### Exercise objective:
In the Illustrator forum post below, write out everything from "edit: Sorry, for" down to "it's science related.", copying each word and punctuation mark without change.

### Supplied passage:
I was wondering, if anyone could help me reproduce this "effect": Illustrator

I've noticed that this effect is often made with compound path, but I don't understand the process of it - do I have to make polygons at first and then make outline of them?

FYI: this background is downloaded from freepik

edit: Sorry, for wrong section and breaking few rules.. )= I didn't want something specific, just random effect for company I've been working for- it's science related.

Im a big fan of poly-art (that's fairly easy to make for me), but I was really curious about this one, because it seemed to be more complicated than it should be.

However, question is answered in comments below.

thank you and may the force be with you.. (=

  • 1
    I'm going to venture out on a limb and go with the most obvious answer that I see - by hand. Draw the lines, place some circles of various sizes on the intersections. lightly shade a few random polygons. Voila. Maybe I'll make this a more in-depth answer in a second, I just got to work.

Point-per-instance localization data:
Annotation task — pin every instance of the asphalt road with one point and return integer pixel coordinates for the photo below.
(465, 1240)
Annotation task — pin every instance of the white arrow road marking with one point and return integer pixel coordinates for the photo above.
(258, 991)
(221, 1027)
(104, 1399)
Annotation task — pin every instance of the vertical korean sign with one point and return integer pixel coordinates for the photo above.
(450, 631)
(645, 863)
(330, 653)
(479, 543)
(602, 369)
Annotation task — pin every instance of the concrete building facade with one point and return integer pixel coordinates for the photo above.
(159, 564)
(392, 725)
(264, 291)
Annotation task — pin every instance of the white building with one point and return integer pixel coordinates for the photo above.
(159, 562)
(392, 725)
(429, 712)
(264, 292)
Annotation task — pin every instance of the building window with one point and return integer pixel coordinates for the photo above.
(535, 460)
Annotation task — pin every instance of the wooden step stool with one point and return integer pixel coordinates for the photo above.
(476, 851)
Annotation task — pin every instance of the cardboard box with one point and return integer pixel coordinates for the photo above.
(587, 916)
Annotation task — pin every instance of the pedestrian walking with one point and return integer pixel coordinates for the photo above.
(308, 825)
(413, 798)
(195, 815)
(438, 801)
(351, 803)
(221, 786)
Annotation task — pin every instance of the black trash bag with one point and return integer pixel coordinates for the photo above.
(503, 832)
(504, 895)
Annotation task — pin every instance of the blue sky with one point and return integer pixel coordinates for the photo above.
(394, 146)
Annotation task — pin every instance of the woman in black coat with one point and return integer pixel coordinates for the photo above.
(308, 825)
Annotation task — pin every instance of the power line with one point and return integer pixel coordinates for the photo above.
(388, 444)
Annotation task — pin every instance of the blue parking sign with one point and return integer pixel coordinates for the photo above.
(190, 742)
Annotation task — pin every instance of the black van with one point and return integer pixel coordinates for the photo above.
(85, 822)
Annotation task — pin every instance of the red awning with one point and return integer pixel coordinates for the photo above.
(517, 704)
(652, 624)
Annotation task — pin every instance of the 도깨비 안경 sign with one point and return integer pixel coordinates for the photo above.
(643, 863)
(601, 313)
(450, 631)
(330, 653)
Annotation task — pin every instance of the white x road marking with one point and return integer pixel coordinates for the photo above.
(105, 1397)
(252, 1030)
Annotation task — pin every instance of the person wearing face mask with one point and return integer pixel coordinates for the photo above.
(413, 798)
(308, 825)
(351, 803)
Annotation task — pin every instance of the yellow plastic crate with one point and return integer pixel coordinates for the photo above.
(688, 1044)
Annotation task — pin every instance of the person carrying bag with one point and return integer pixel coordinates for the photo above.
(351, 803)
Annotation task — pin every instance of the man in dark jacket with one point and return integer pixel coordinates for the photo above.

### Expected output:
edit: Sorry, for wrong section and breaking few rules.. )= I didn't want something specific, just random effect for company I've been working for- it's science related.